Content starts

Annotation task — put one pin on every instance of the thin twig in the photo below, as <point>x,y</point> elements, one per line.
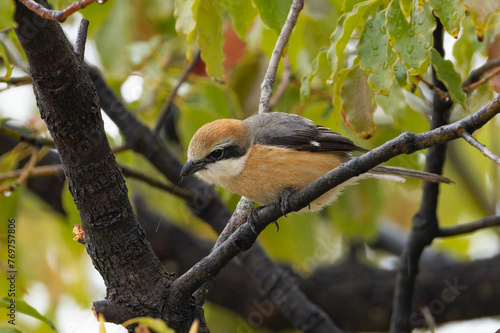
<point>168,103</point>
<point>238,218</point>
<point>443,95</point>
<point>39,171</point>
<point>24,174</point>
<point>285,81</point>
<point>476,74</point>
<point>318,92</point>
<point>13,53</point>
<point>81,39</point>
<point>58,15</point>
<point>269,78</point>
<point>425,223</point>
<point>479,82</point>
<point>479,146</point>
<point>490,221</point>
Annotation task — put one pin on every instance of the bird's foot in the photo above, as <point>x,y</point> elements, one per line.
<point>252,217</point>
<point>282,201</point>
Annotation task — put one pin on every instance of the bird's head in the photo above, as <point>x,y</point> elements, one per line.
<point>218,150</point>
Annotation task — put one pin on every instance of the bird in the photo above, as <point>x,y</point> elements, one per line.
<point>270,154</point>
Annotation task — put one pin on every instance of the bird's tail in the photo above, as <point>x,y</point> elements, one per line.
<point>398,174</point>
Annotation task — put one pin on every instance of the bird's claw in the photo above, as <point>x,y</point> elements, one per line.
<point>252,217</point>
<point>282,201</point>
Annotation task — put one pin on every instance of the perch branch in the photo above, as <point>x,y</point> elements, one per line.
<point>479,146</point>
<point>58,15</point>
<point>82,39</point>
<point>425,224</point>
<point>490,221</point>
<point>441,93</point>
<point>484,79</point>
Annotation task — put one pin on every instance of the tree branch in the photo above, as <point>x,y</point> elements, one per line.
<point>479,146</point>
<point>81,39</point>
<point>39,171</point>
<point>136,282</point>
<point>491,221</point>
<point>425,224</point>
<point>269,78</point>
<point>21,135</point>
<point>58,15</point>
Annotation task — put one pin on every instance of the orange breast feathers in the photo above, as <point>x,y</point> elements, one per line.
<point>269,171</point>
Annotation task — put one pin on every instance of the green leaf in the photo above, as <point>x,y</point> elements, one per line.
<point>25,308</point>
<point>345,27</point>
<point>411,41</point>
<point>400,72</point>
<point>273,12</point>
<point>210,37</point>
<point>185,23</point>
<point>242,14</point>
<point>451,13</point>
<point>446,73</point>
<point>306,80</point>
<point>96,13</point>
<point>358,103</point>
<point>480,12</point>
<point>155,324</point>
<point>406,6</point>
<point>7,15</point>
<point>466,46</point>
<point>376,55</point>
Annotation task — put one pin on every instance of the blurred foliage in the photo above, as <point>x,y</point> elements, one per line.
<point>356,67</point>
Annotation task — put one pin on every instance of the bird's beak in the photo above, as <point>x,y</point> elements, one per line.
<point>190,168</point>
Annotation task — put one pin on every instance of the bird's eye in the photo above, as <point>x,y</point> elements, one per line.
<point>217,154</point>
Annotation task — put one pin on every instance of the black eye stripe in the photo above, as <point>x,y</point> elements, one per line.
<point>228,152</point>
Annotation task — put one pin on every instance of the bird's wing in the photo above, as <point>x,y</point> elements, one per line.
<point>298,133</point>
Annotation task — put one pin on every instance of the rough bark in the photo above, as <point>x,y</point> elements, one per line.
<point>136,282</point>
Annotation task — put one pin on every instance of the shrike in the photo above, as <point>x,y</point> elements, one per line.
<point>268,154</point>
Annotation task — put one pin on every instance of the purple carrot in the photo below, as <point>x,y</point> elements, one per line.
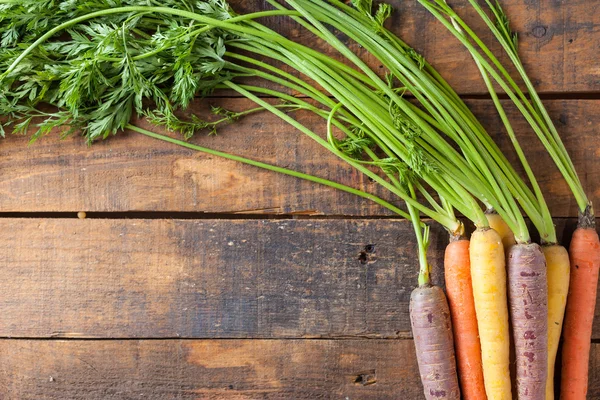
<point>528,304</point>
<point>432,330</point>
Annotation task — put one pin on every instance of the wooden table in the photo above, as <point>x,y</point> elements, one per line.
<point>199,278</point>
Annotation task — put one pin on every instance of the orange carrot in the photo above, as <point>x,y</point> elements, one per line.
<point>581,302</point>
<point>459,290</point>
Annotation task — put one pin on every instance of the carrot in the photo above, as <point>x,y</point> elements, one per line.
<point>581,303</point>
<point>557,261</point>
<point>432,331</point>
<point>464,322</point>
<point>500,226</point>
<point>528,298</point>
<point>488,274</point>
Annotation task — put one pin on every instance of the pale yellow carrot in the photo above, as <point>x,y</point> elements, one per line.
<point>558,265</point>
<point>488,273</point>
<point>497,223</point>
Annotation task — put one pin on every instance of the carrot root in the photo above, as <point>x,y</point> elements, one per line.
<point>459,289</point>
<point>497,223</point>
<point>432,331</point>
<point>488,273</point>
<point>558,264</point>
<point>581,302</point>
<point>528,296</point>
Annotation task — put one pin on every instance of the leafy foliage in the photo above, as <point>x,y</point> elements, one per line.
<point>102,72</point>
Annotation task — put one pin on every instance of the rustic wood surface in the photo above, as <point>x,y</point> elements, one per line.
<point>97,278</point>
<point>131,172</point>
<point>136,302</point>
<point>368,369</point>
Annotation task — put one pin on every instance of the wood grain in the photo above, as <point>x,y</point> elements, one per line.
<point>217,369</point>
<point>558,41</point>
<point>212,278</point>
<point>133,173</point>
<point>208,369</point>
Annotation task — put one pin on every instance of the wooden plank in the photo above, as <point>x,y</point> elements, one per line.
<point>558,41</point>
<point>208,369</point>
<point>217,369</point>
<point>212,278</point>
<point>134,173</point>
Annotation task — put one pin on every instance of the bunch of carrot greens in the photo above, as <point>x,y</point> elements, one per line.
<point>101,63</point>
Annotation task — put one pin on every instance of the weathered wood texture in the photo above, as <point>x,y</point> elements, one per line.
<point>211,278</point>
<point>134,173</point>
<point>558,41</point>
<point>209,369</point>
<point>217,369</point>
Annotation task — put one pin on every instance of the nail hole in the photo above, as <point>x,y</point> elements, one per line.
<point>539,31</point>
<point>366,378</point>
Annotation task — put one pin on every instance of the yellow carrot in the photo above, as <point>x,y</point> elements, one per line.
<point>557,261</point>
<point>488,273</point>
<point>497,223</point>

Content ends

Exercise objective:
Please retype every record shown above, exactly as written, but without pictures.

Solution for this problem:
Annotation task — put one pin on every instance of the thin twig in the photo below, as <point>x,y</point> elements, one per line.
<point>168,103</point>
<point>238,218</point>
<point>443,95</point>
<point>39,171</point>
<point>24,174</point>
<point>285,81</point>
<point>476,74</point>
<point>318,92</point>
<point>13,53</point>
<point>81,39</point>
<point>58,15</point>
<point>269,78</point>
<point>425,223</point>
<point>479,82</point>
<point>479,146</point>
<point>490,221</point>
Annotation task — put one pin on every instance of the bird's foot in the photo above, as <point>x,y</point> elements, one per line.
<point>252,217</point>
<point>282,201</point>
Annotation task — put one pin on every instance of the bird's head in the photo above, as <point>x,y</point> elements, one per line.
<point>218,150</point>
Annotation task — put one pin on every instance of the bird in the photo above, as <point>x,y</point> elements, one per line.
<point>270,154</point>
Annotation task — put one pin on every instance of the bird's tail in the photo above, as <point>x,y</point> elements, one per line.
<point>398,174</point>
Annotation task — put one pin on every instance of the bird's claw in the photo above, as <point>x,y</point> elements, one per line.
<point>252,217</point>
<point>282,201</point>
Annotation task — put one pin on every instance of the perch branch in the photo above, as <point>x,y</point> elements, one per line.
<point>479,146</point>
<point>58,15</point>
<point>82,39</point>
<point>425,224</point>
<point>490,221</point>
<point>441,93</point>
<point>484,79</point>
Annotation task — put one pin on every instance of the tree branch in the photo above, as <point>x,y</point> elements, one per line.
<point>479,146</point>
<point>81,39</point>
<point>39,171</point>
<point>136,282</point>
<point>491,221</point>
<point>425,224</point>
<point>269,78</point>
<point>21,135</point>
<point>58,15</point>
Annotation task — put one pin on every instance of the orange breast feathers in the photo above, as <point>x,y</point> elements, one per line.
<point>269,171</point>
Annotation task — put one pin on every instance of the green leaf in the photo above, as <point>x,y</point> elements, one per line.
<point>25,308</point>
<point>345,27</point>
<point>411,41</point>
<point>400,72</point>
<point>273,12</point>
<point>210,37</point>
<point>185,23</point>
<point>242,14</point>
<point>451,13</point>
<point>446,73</point>
<point>306,80</point>
<point>96,13</point>
<point>358,103</point>
<point>480,12</point>
<point>155,324</point>
<point>406,6</point>
<point>7,15</point>
<point>466,46</point>
<point>376,55</point>
Annotation task — put one pin on every instance of the blurred foliage in the photo above, as <point>x,y</point> elements, one per line.
<point>356,67</point>
Annotation task — put one pin on every instance of the bird's beak in the photo above, as <point>x,y</point> elements, one per line.
<point>190,168</point>
Annotation task — put one pin on every instance of the bird's eye in the photo above, as <point>x,y</point> elements, one per line.
<point>217,154</point>
Annotation task — put one pin on every instance of the black eye stripe in the photo above, as <point>x,y</point> elements, one per line.
<point>228,152</point>
Annotation task — put one pin on every instance of the bird's wing in the photo above, as <point>x,y</point> elements, one per line.
<point>298,133</point>
Annotation task — put one pin on every instance of the rough bark in the photo above, as <point>x,y</point> elements, one per line.
<point>136,282</point>
Annotation task — put one pin on every instance of the shrike in the photo above, as <point>x,y</point> elements, one per line.
<point>268,154</point>
Annotation task — put one pin on every instance of the purple carrot in the photo below, as <point>x,y</point> elements, one per line.
<point>528,304</point>
<point>432,330</point>
Annotation task — put one pin on every instance of the wooden table in the photo above, as <point>x,y</point> elements, one per line.
<point>199,278</point>
Annotation task — put one pin on every instance of the orange carrot in the photo above, as <point>x,y</point> elements, one per line.
<point>581,302</point>
<point>459,290</point>
Annotation task — put one pin on every instance of the carrot in the photo above, as <point>x,y</point> elements, one per line.
<point>581,303</point>
<point>557,261</point>
<point>432,331</point>
<point>464,322</point>
<point>500,226</point>
<point>528,298</point>
<point>488,274</point>
Annotation task — put one pin on every instance of the pale yellow carrot in the photo above, as <point>x,y</point> elements, one per line.
<point>558,265</point>
<point>488,273</point>
<point>497,223</point>
Annotation task — put one pin on every instance of the carrot root in the photo above, as <point>x,y</point> elements, one per line.
<point>459,289</point>
<point>497,223</point>
<point>432,331</point>
<point>488,273</point>
<point>558,264</point>
<point>581,302</point>
<point>528,296</point>
Annotation task — put one pin on every instance of the leafy foliage in the photo above, as <point>x,y</point> elements, one per line.
<point>102,72</point>
Annotation task — put one pin on every instance of the rustic wood surface in the photo above, as <point>x,y</point> elements, one per line.
<point>97,278</point>
<point>131,172</point>
<point>136,302</point>
<point>368,369</point>
Annotation task — put one pin on every instance of the wood grain in the photo above, as <point>x,y</point> elements, one per line.
<point>217,369</point>
<point>558,41</point>
<point>212,278</point>
<point>133,173</point>
<point>208,369</point>
Annotation task — put one pin on every instance of the wooden plank in the photo above, as <point>x,y</point> elements, one per line.
<point>558,41</point>
<point>208,369</point>
<point>217,369</point>
<point>212,278</point>
<point>134,173</point>
Annotation task — put one pin on every instance of the bunch of carrot greens in the photo above, as <point>x,y</point> elements, one per line.
<point>101,63</point>
Annotation task — put one pin on every instance of the weathered wood texture in the photo above, as <point>x,y</point> elements, one per line.
<point>211,278</point>
<point>134,173</point>
<point>558,41</point>
<point>209,369</point>
<point>217,369</point>
Annotation task — put one pin on every instance of the nail hole in the photo above, as <point>x,y</point> elements, one per line.
<point>539,31</point>
<point>366,378</point>
Annotation task — put one pin on every instance of the yellow carrot in the photo above, as <point>x,y</point> elements, one per line.
<point>557,261</point>
<point>488,273</point>
<point>497,223</point>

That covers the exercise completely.